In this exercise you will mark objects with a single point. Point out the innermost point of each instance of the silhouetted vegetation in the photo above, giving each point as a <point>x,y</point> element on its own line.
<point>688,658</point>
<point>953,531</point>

==

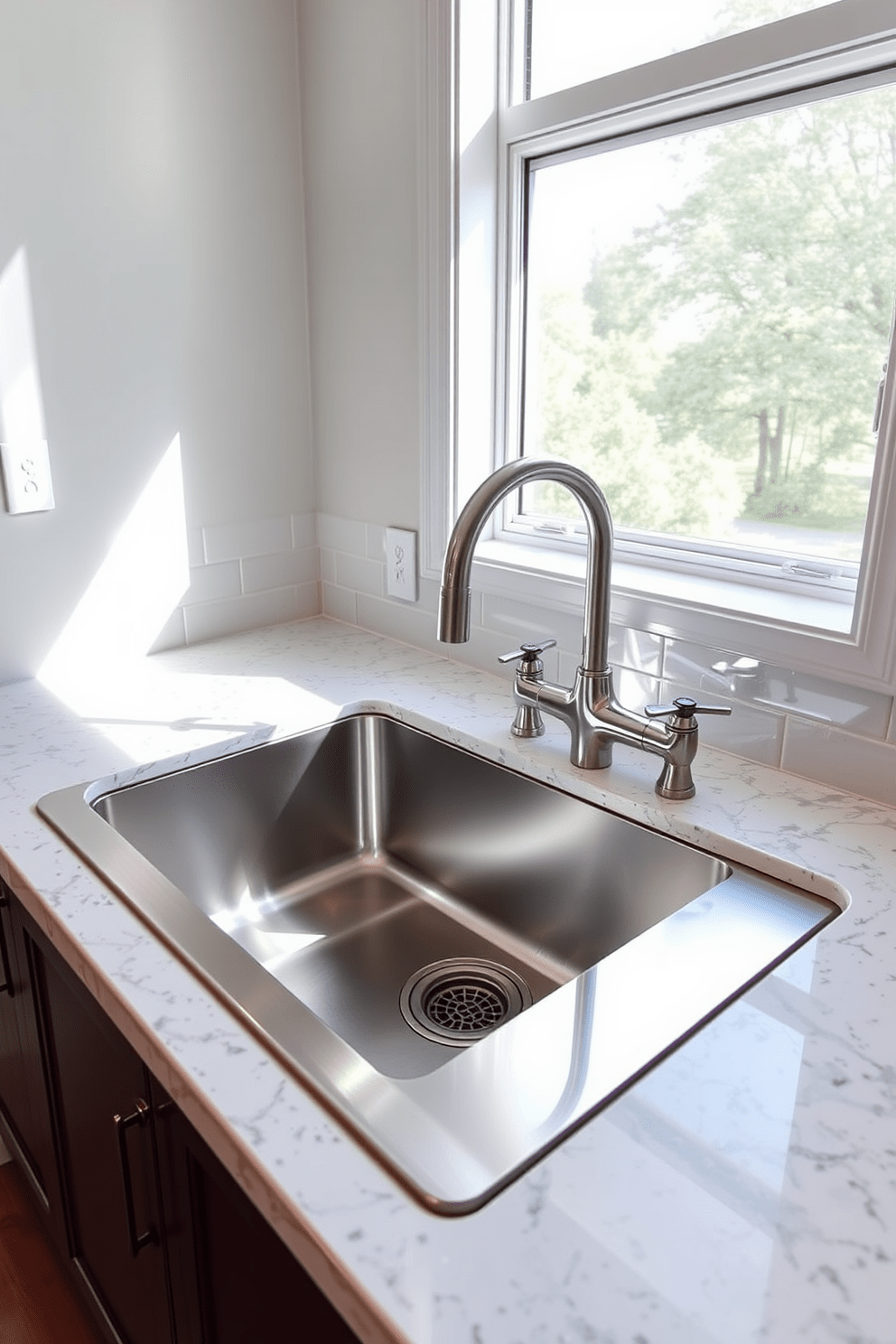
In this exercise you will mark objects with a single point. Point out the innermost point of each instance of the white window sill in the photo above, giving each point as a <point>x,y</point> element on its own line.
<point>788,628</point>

==

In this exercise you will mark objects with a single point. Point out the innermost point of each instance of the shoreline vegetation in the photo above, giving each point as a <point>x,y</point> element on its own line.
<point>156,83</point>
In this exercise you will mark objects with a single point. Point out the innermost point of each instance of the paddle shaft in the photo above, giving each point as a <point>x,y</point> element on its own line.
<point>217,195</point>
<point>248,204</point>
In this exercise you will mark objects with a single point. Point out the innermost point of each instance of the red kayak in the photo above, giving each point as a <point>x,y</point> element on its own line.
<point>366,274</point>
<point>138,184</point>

Description of the task: Copy the records above verbatim, everything from the line containing "of the silhouetted" down to the line containing "<point>953,531</point>", with both of those lines included.

Complete output:
In this exercise you will mark objects with a single point. Point out the innermost point of each instance of the silhouetted vegetation in the photo above, giving each point as a <point>x,y</point> element on its own line.
<point>688,658</point>
<point>953,531</point>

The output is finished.